## Start MATERIAL FOR THE TASK

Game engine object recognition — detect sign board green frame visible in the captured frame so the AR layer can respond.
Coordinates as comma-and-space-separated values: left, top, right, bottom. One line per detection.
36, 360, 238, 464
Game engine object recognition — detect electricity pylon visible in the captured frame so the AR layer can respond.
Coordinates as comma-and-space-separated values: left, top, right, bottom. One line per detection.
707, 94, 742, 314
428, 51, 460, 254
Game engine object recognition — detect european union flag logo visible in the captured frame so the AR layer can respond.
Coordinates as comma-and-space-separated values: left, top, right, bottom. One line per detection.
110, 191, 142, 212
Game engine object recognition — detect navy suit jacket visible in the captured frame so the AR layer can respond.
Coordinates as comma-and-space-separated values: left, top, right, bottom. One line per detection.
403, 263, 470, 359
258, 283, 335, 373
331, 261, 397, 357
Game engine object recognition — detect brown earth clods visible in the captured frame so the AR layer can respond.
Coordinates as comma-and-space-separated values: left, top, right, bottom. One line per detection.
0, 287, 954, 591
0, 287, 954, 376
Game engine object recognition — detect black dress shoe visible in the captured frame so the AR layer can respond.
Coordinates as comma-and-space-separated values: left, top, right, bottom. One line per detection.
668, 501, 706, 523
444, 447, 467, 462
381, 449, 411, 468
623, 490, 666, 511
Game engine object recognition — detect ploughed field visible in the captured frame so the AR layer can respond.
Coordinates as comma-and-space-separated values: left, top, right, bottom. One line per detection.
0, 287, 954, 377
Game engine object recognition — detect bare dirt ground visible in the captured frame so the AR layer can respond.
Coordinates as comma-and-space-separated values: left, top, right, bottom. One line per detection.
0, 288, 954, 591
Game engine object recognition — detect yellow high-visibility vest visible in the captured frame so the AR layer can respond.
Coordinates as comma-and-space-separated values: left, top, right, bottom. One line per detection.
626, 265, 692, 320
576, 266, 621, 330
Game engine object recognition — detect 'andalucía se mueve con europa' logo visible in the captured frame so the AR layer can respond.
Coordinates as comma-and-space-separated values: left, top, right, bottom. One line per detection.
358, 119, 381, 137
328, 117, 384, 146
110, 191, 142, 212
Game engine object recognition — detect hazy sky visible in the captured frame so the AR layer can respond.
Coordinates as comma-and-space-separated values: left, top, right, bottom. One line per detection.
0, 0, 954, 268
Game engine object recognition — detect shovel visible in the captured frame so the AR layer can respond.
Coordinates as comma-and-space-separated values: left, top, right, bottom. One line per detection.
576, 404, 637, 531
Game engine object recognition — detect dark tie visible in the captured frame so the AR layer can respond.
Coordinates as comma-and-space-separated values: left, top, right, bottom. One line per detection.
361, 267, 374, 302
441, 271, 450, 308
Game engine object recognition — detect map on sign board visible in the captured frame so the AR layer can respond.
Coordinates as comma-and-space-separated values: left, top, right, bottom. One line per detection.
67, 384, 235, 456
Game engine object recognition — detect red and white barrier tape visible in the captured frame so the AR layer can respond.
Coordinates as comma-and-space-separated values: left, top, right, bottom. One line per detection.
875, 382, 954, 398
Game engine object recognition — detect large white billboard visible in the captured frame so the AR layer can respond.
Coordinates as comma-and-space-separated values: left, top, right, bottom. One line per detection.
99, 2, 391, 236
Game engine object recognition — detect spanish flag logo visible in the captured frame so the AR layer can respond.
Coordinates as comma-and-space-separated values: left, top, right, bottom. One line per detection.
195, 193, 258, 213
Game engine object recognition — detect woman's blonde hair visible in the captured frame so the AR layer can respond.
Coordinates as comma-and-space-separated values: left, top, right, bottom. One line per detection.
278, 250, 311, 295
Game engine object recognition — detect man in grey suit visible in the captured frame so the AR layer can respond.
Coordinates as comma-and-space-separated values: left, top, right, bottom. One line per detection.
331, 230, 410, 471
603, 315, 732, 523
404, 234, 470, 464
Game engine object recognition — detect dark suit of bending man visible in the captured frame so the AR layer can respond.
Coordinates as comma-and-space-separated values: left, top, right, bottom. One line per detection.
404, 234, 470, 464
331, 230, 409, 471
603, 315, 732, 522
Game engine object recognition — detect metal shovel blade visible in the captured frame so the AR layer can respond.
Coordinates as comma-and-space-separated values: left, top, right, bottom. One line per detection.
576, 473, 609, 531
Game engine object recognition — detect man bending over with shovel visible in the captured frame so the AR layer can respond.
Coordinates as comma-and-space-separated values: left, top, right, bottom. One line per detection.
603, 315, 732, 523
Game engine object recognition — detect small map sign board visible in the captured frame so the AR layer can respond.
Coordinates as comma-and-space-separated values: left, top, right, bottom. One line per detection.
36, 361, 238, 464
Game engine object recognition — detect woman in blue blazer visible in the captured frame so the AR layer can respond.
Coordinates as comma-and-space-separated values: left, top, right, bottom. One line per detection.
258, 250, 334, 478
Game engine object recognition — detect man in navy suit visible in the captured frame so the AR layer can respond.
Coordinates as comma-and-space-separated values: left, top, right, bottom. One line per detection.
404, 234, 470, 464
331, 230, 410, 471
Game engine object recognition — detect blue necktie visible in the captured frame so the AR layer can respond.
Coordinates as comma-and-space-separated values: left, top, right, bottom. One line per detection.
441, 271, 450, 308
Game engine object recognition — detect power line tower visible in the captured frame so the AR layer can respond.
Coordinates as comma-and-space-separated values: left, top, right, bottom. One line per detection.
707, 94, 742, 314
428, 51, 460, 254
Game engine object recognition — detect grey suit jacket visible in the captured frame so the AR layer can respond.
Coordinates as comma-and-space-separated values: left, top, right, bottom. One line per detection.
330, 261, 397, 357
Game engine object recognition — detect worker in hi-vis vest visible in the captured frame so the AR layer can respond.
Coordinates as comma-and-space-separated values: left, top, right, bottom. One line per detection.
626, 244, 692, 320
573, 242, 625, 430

## End MATERIAL FOR THE TASK

**THE TASK:**
Copy out every line of the listing between the lines holding "Game engine object recognition — detect woman in" and "258, 250, 334, 478", inclusive, shifting each coordinate by -111 and keeping all other text unchanged.

**PROBLEM SOLUTION:**
Game engine object recognition — detect woman in blue blazer visible in the captured frame so the AR layer can respond.
Coordinates as comma-and-space-separated values: left, top, right, bottom. One line per detection.
147, 139, 223, 367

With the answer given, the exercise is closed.